PAGE EXCERPT

Plaintiff’s instruction No. 5 is assigned as being erroneous; but in our judgment there was nothing in this instruction that would be to any degree misleading. The court had the right to fix the limit at which damages could be assessed at the amount sued for by the plaintiff.

This identical matter was passed upon by this court in the case of Cutler v. Pittsburg Silver Peak G. M. Co., 34 Nev. 51, and in that case the court, speaking through Mr. Chief Justice Sweeney, said: "As we construe the plain and unambiguous language at the end of the instruction, viz, 'that it is your duty to find a verdict for the plaintiff in a sum not greater than $15,000, ’ the jury was in no way obligated to find a verdict in this specific amount; but, as specifically stated in the instruction, if the jury find from the evidence the elements making the defendants liable in damages previously stated in the instruction to be true, then it is their duty to find a verdict they may believe proper, ranging from one cent to the limit of $15,000, but no more. It plainly appears from the instruction excepted to that the premises therein stated all the elements which, if true, would warrant the finding of a verdict for the plaintiff, and legally it would then become the duty of the jury to render a verdict in such amount of damages as they believed to be just and proper under the evidence and instructions of the court. We believe the court very properly stated to the jury the maximum damages they might be allowed to assess, if they found the evidence such that the plaintiff was entitled to a judgment.”

The reasoning set forth in the Cutler case, swpra, in our judgment applied equally to the instruction complained of by appellant in this case.

Appellant assigns as error plaintiff’s instruction No. 6, which is as follows: "The jury is further instructed that the mere facts that prior to the injury the said ripsaw used by the plaintiff was in a defective condition, and that the same was known to the plaintiff up to and including the time of the injury, and that the plaintiff was actually injured as a result of said defective condition, standing alone, do not in themselves establish the fact that at the time of the injury the said ripsaw used by the plaintiff was so openly and obviously dangerous on account of said defects that a reasonably prudent person would not have used the same.”

INFORMATION GIVEN
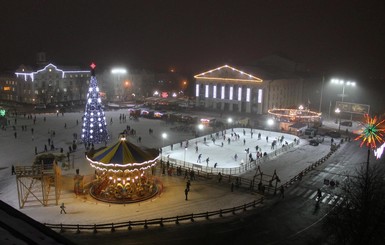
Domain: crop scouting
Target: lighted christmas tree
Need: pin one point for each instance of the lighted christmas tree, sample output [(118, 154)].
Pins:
[(94, 129)]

PROBLEM STATEMENT
Copy out, word for word, the part of the court opinion that opens with the words containing "Plaintiff’s instruction No. 5" and closes with "by the plaintiff.".

TASK RESPONSE
Plaintiff’s instruction No. 5 is assigned as being erroneous; but in our judgment there was nothing in this instruction that would be to any degree misleading. The court had the right to fix the limit at which damages could be assessed at the amount sued for by the plaintiff.